• What the task asks
Edit all the records below by changing every "in the photo above" to "in the image above", and keep everything else the same.

** begin Dataset content **

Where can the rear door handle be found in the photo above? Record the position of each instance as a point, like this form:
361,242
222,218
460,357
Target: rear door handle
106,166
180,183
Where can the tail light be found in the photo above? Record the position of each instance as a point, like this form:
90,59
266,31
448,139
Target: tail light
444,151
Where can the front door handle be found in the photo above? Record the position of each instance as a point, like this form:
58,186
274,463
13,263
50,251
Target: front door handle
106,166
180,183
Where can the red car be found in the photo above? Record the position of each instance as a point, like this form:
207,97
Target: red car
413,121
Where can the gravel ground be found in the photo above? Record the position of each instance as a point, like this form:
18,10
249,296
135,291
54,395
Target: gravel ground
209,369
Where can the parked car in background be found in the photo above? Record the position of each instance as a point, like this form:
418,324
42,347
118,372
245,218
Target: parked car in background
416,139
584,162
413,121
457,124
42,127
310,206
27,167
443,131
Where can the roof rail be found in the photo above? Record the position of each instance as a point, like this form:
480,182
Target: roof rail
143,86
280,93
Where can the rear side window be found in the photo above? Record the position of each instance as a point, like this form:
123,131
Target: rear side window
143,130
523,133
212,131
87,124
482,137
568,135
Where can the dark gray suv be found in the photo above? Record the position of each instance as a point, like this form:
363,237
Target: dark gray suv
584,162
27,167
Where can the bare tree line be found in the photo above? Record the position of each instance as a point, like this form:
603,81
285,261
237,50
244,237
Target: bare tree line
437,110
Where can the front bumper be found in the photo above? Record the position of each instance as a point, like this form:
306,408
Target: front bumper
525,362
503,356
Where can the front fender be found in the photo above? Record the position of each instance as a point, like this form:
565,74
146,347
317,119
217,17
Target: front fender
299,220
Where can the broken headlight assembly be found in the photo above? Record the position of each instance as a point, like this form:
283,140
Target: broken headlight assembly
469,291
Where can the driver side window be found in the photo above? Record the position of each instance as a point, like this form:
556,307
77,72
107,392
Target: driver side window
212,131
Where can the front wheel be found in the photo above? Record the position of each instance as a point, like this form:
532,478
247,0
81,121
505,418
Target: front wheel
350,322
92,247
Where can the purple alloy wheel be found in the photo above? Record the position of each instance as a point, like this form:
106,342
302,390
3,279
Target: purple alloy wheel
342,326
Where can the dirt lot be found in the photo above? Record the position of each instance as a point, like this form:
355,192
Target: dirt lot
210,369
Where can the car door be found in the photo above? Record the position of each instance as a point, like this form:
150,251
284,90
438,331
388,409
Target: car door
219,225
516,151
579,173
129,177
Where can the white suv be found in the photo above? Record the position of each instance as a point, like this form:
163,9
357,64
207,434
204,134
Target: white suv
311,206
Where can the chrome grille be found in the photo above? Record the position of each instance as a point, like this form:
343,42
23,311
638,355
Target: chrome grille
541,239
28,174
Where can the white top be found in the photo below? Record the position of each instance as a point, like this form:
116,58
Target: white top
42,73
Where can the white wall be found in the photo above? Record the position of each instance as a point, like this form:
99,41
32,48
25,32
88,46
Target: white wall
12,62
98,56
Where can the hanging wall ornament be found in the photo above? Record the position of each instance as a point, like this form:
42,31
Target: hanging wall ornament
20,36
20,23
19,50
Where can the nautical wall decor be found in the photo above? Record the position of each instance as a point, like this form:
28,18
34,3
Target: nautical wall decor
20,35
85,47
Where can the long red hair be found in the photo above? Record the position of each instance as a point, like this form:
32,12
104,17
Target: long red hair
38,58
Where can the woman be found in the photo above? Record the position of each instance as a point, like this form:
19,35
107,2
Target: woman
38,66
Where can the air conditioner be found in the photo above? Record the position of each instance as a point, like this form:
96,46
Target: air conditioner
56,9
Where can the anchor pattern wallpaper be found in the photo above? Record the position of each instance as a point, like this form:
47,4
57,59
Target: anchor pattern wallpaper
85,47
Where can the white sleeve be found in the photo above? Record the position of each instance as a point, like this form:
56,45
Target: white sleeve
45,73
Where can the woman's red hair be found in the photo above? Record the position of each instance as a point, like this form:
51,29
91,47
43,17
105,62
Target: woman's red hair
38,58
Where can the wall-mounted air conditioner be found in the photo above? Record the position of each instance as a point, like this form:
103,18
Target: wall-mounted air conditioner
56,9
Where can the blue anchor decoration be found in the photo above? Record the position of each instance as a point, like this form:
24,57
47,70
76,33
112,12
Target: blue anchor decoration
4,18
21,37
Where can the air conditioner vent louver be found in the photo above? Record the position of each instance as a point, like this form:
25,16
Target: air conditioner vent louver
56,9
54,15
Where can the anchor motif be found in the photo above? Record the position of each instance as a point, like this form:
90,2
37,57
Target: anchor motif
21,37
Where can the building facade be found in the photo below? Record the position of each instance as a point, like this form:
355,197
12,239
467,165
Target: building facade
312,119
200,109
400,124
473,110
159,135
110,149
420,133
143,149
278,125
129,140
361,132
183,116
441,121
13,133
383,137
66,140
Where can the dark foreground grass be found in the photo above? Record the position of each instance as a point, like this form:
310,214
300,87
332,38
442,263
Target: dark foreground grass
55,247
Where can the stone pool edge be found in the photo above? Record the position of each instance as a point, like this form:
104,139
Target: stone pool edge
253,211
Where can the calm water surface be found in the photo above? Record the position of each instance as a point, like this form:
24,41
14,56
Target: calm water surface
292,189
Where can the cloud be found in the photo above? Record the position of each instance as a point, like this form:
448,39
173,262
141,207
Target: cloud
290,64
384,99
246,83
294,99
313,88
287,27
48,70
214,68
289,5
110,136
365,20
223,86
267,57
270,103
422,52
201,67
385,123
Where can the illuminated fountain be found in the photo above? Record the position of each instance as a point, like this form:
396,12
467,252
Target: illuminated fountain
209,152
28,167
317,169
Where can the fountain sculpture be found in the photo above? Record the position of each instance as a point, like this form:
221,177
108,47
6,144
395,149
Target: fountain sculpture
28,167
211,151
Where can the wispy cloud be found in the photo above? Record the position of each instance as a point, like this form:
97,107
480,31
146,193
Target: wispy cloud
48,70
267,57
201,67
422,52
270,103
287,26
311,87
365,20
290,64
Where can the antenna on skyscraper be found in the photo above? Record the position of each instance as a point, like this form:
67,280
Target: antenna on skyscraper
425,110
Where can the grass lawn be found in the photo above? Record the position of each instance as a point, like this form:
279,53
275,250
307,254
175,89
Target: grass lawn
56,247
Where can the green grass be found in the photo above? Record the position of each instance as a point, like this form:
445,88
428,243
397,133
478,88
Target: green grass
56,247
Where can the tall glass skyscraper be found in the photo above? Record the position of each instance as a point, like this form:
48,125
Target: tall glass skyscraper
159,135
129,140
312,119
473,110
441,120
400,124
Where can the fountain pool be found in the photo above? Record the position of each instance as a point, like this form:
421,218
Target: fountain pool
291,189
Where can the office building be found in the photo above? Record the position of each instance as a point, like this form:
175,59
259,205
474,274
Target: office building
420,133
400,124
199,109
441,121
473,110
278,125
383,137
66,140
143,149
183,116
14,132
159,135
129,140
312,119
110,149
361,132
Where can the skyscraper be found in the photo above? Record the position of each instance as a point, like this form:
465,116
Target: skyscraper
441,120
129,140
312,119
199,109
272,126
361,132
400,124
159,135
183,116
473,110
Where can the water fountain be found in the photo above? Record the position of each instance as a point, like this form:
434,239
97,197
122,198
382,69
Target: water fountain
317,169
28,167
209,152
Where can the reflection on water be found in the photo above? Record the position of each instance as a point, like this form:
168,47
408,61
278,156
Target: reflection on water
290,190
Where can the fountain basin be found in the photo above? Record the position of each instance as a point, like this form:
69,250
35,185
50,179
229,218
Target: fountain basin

** end Dataset content **

• Result of this task
Where can the rear door handle be found in the image above? Record the position of each instance as a point, like this form:
361,242
222,218
460,357
Target: rear door handle
106,166
180,183
Where can the tail light be found in the image above? Record the position of each instance as a point, like this form:
90,59
266,31
448,139
Target: tail light
444,151
Where can the front door handle be found in the image above? Record the position of each instance as a point, like this form:
58,186
274,463
13,263
50,251
Target: front door handle
106,166
180,183
Where can the red car be found in the image above? Record the position of each instance as a point, like this form:
207,97
Target: red car
413,121
Where can the gravel ground be found in the image above? Record the position of each instance as a point, like this form:
18,10
249,296
135,291
54,395
Target: gravel ground
209,369
Where can the parked car in background be found in the image above? Record the position of each instance as a point, like this form:
418,324
42,347
118,372
245,218
Target: parked car in background
416,139
584,162
413,121
457,124
42,127
310,206
27,167
443,131
Where can the roof rail be found in the image above? Record the position of each instance as a point, like this form:
480,182
Target: roof rail
143,86
280,93
Where can the rear side window be found in the image above? Record the position of each instance as a point, like this form:
123,131
Target: rear side window
143,130
523,133
212,131
87,124
482,137
568,135
Where can the dark gray suv be found in the image above? Record the position of each instance as a point, like this form:
363,237
Target: dark gray suv
584,162
27,167
Where can the bare tree line be found in the image above? Record the position of each instance as a point, like this form:
603,81
285,261
237,50
244,237
Target: bare tree line
437,110
Where can the front bumper be found in the image above? Record the position of each instance as a point, like this form:
306,408
Target: front bumper
525,362
503,356
Where can the front fender be found in the image above? Record the position of each instance as a point, like this form:
565,74
146,347
317,119
217,17
Target: front fender
299,220
Where can the broken headlight assembly be found in the image above? Record the position of each instance as a point, like this form:
283,140
Target: broken headlight assembly
469,291
Where can the driver side window be found in the image above? Record the position of each instance as a point, like this form:
556,307
77,72
107,392
Target: driver side window
212,131
Where can the front wheel be found in the image above? Record the position of each instance as a point, like this form:
532,478
247,0
81,121
505,418
Target: front wheel
350,322
92,247
Where can the purple alloy wheel be found in the image above? Record the position of each instance as a point, like this form:
106,342
302,390
3,279
Target: purple alloy wheel
342,326
Where can the dirt lot be found in the image above? Record the position of each instance as a point, like this form:
355,192
Target: dirt lot
210,369
Where can the car door be found in the image above? Record the position of each instance as a point, like this form:
150,251
284,90
438,331
388,409
Target: car door
219,225
516,151
579,173
129,177
Where can the white suv be found in the image above? Record the position of each instance as a point, like this form:
163,9
357,64
207,434
204,134
Target: white suv
311,206
Where can the chrome grille be found in the image above? Record the position of each instance as a point, like this form:
343,42
23,311
638,355
Target: chrome grille
541,239
28,174
Where can the white top be found in the photo below? Record the position of each instance as a point, like this form:
116,58
Target: white top
42,73
Where can the white wall be found in the image above? Record the position of each instance as a point, like this form:
99,41
32,48
25,32
88,46
Target: white wall
12,62
98,56
Where can the hanging wall ornament be found in the image above? Record the position of each instance as a point, like this form:
42,31
Target: hanging wall ornament
20,36
20,23
19,50
Where can the nautical wall decor be found in the image above? Record the position of each instance as a point, like this form:
28,18
34,3
Target: nautical wall decor
20,35
85,47
Where can the long red hair be found in the image above? Record the position of each instance as a point, like this form:
32,12
104,17
Target: long red hair
38,58
Where can the woman be found in the image above? Record the position of each instance as a point, like this form:
19,35
107,2
Target: woman
38,66
Where can the air conditioner be found in the image above? Record the position of each instance as a point, like this form:
96,46
Target: air conditioner
56,9
Where can the anchor pattern wallpaper be found in the image above? Record the position of each instance as a point, like this form:
47,4
57,59
Target: anchor pattern wallpaper
85,47
Where can the white sleeve be found in the image above? Record the position of each instance as a point, like this form:
56,45
Target: white sleeve
45,73
Where can the woman's red hair be found in the image above? Record the position of each instance as a point, like this form:
51,29
91,47
43,17
105,62
Target: woman's red hair
38,58
Where can the wall-mounted air conditioner be found in the image above? Record the position of each instance as a point, like this form:
103,18
Target: wall-mounted air conditioner
56,9
Where can the blue anchor decoration be found in the image above? Record the position of each instance as a point, like this form:
24,57
47,70
76,33
112,12
Target: blue anchor decoration
4,18
21,37
Where can the air conditioner vent louver be found in the image above? Record the position of each instance as a point, like this form:
25,16
Target: air conditioner vent louver
56,9
54,15
Where can the anchor motif be found in the image above? Record the position of each instance as a point, like this form:
90,2
37,57
Target: anchor motif
21,37
Where can the building facade be found in the photo below? Record the position of each instance as a point, like this form:
355,197
12,239
467,165
Target: building facade
312,119
200,109
400,124
473,110
159,135
110,149
420,133
143,149
278,125
129,140
361,132
183,116
441,121
13,133
383,137
66,140
Where can the dark foreground grass be found in the image above? Record the position of each instance as a point, like this form:
310,214
300,87
332,38
442,263
Target: dark foreground grass
55,247
Where can the stone pool edge be found in the image above? Record the position of each instance as a point, like this form:
104,139
Target: stone pool edge
253,211
Where can the calm water surface be found in the image above? Record the position of each instance as a point, like this form:
24,41
14,56
Target: calm water surface
292,189
Where can the cloud be found in the image above? Record the position of each instance as a point, like this form:
448,39
173,262
141,207
Target: cloud
290,64
384,99
246,83
294,99
313,88
287,27
48,70
214,68
289,5
110,136
365,20
223,86
267,57
270,103
422,52
201,67
385,123
Where can the illuminated fountain be found in the image above? Record the position of each instance as a point, like this form:
396,12
467,252
Target: illuminated fountain
209,152
28,167
317,169
Where can the fountain sculpture be found in the image above? Record the position of each instance as a point, like this form:
221,177
108,47
6,144
395,149
Target: fountain sculpture
28,167
211,151
Where can the wispy cloud be found in the image above? Record the position of each instance as a point, like this form:
97,107
480,31
146,193
Target: wispy cloud
48,70
267,57
201,67
422,52
270,103
287,26
311,87
365,20
290,64
Where can the antenna on skyscraper be found in the image above? Record the position of each instance as a point, like this form:
67,280
Target: antenna on skyscraper
425,110
Where can the grass lawn be found in the image above? Record the position of each instance as a point, like this form:
279,53
275,250
307,254
175,89
Target: grass lawn
56,247
Where can the green grass be found in the image above? Record the position of each instance as a point, like this form:
445,88
428,243
397,133
478,88
Target: green grass
56,247
Where can the tall glass skyscraper be found in the image above? Record the position of each instance as a point, like this form:
48,125
Target: tall glass skyscraper
159,135
129,140
312,119
473,110
441,120
400,124
Where can the fountain pool be found in the image above? Record the position of each instance as a point, like this form:
421,218
Target: fountain pool
291,189
Where can the office building be found in the image above? Record the position of each instance as a point, like this form:
175,59
259,205
474,274
Target: office building
420,133
400,124
199,109
441,121
473,110
278,125
383,137
66,140
143,149
183,116
14,132
159,135
129,140
312,119
110,149
361,132
Where can the skyscraper be found in the image above? Record the position of each instance as a point, like this form:
465,116
Target: skyscraper
441,120
129,140
312,119
199,109
272,126
361,132
400,124
159,135
183,116
473,110
Where can the water fountain be found in the image above? Record the position of each instance as a point, like this form:
434,239
97,197
122,198
382,69
Target: water fountain
317,169
28,167
209,152
Where can the reflection on water be found in the image above? Record the position of each instance as a point, like this form:
168,47
408,61
278,156
Target: reflection on water
290,190
Where can the fountain basin be found in the image above? Record the position of each instance as a point, like this form:
69,250
35,185
50,179
229,218
Target: fountain basin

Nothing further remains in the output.